• [Selected excerpt]:

* * * *

TEI XML to Zenodo service published: Automatic depositing the project’s TEI files at a long-term archive

Table of Contents

The idea: automatic depositing the project’s TEI files at Zenodo

[Update 2023-01-25: There is a recording of an e-editiones workshop. However, the TEI2Zenodo platform mentioned in the article and in the workshop is unfortunately no longer reliably available.]

We have been using the github-zenodo integration for a while already with our source code releases. This allows us to deposit our code, update the deposit with new releases and get a persistent identifier for each of the versions. Since we are facing similar requirements for our TEI XML files, I have investigated how we could take profit of this or a similar mechanism. The crucial difference is this: The integration as it is makes deposits from releases/snapshots of the whole github repository, i.e. of all the files that are in the version control system. This is good for software, where all the files depend on each other and make sense only in the context of an encompassing application. But for our TEI sources, it would be better to have deposits for individual files (and persistent identifiers for them) rather than for the collection as a whole.

So I have developed a “TEI2Zenodo” service (in the following just “t2z”) that can take care of uploading our files to zenodo. The idea is that a project or an institution that regularly wants to commit TEI XML files to long-term archival can host an instance of it and do its uploads via this instance. I have used it to upload 16 of our source TEI files automatically from our github repository.

Besides a “manual mode” (more on which later), it can be triggered to retrieve individual TEI XML files from a github repository, parse them for the metadata that zenodo requires, and upload them. In the process zenodo assigns a DOI and since such an identifier is a bit of information that you would normally like to record inside your TEI file, I have enabled to service to modify the TEI file before uploading, putting the new DOI in there. In order not to have divergent copies of the file between the zenodo and github repository, it then commits the modified file (with its DOI) also back to github.

Note that Zenodo requires some metadata fields to be present and to use a controlled vocabulary. Since this webservice cannot perform more than very simple XPath operations for extracting such values, it cannot create the required terms and instead presupposes that the submitted TEI files already make use of this controlled vocabulary, a presupposition that goes beyond what the TEI guidelines recommend. Therefore, I am using a prepare step that makes the TEI files fit for this procedure. (It resolves XIncludes, puts zenodo’s contributor role names into the editor role attributes, and adds an n="cc-by" attribute to the licence element.) Everything necessary for this is published in our TEI files repository at github.

Inspired by an exchange on the TEI Mailing list, and providing both more security and more flexibility, I have made all of the above optional and added many more options and switches. (To be honest, it has reached a state where I am no longer certain that I have tested everything.) To learn more about the modes of operation, configuration options etc. see the software’s Readme file.

* * * *

• [Supplied material]:
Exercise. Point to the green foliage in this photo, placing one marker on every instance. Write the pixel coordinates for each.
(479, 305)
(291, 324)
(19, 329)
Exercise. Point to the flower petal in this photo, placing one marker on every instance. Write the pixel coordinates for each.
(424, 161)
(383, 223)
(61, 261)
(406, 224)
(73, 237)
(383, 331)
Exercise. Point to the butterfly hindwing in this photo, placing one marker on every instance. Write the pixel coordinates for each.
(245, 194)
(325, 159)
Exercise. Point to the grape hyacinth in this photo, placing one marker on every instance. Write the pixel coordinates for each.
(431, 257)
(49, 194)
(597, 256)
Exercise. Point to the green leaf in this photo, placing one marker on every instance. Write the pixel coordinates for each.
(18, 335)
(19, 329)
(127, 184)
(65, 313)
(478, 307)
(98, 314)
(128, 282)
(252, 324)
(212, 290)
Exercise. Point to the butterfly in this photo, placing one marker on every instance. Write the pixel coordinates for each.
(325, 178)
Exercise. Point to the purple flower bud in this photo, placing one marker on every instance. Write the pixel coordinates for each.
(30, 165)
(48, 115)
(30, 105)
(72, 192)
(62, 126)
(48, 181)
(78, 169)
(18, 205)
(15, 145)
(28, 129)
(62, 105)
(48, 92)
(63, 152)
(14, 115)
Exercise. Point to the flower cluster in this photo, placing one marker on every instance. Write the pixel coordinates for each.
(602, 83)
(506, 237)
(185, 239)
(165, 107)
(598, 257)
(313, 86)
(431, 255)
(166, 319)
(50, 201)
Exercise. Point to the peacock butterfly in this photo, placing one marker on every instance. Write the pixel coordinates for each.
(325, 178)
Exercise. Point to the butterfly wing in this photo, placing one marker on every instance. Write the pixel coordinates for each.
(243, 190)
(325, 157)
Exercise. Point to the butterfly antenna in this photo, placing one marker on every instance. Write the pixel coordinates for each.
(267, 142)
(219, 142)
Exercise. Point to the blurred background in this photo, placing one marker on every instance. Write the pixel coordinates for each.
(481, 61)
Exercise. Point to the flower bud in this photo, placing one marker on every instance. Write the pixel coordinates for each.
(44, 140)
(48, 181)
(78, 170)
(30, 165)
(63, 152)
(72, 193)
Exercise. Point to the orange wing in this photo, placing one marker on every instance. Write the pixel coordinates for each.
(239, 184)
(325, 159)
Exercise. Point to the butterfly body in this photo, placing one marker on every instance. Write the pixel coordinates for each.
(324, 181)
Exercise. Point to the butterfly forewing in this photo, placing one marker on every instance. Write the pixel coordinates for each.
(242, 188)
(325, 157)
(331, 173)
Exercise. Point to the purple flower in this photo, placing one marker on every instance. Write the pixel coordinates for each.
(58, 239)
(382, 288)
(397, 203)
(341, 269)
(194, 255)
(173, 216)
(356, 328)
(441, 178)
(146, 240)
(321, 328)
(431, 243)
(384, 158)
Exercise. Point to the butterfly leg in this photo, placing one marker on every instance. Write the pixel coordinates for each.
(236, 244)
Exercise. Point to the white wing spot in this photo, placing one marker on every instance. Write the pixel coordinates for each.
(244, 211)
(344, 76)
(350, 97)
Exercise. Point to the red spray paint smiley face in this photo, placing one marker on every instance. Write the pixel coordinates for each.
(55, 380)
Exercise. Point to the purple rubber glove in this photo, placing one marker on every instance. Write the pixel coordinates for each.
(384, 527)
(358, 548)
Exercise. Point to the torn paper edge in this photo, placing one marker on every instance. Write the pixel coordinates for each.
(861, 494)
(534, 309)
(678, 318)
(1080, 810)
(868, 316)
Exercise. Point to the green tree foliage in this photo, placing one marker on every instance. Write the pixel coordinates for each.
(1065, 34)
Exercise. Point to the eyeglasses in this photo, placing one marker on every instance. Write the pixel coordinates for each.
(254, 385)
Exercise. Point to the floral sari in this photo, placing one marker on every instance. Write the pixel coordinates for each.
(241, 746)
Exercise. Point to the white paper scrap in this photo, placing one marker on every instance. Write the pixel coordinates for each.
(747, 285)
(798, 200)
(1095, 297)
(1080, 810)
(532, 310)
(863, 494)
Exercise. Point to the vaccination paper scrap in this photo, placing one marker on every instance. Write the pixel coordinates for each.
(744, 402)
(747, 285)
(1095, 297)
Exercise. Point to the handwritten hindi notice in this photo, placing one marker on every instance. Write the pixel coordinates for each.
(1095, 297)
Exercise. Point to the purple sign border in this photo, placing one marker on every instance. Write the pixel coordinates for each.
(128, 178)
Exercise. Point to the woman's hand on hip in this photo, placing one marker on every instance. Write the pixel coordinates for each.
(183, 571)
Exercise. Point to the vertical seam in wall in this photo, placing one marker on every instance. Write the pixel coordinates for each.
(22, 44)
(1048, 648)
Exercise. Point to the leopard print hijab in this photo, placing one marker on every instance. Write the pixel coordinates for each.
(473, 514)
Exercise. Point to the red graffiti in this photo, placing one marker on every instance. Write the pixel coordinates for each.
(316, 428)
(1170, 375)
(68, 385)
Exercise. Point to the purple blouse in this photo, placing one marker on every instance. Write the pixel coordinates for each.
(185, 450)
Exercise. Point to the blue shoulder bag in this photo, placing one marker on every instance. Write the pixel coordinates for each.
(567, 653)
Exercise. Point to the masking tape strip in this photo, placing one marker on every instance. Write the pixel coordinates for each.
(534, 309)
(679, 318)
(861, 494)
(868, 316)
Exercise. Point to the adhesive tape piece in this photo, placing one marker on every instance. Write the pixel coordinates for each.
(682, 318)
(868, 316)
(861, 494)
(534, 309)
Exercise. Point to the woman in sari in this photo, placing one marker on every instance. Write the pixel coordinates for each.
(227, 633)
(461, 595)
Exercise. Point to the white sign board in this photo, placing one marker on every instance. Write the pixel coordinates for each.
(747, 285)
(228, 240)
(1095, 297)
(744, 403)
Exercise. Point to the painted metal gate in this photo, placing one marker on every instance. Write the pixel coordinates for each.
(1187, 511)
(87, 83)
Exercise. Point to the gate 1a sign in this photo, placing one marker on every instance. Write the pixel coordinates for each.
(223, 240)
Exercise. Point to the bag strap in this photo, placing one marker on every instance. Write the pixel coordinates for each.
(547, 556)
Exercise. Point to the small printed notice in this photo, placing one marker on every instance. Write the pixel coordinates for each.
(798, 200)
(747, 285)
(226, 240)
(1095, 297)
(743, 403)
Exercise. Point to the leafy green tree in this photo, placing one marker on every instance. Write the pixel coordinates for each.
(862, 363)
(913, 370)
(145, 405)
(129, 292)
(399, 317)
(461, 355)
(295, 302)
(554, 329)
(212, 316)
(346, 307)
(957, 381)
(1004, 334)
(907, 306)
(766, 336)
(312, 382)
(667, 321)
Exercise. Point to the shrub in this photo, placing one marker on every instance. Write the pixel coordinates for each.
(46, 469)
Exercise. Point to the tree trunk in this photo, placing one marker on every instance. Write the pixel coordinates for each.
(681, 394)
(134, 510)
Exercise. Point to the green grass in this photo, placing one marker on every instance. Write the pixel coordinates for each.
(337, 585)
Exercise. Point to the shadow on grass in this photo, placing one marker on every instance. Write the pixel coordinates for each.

* * * *

• [Description of the task]:
Summarize the post about the TEI2Zenodo service in two sentences. The records are separate material and are unrelated to the text.

• [Solution for this problem]:
The author built a TEI2Zenodo service that retrieves individual TEI XML files from a GitHub repository, parses them for the metadata Zenodo requires, and uploads them, so that each file gets its own deposit and persistent identifier instead of the whole repository being deposited at once. The service can write the DOI that Zenodo assigns into the TEI file and commit the modified file back to GitHub, and because Zenodo requires metadata in a controlled vocabulary, a preparation step first makes the TEI files fit for the procedure.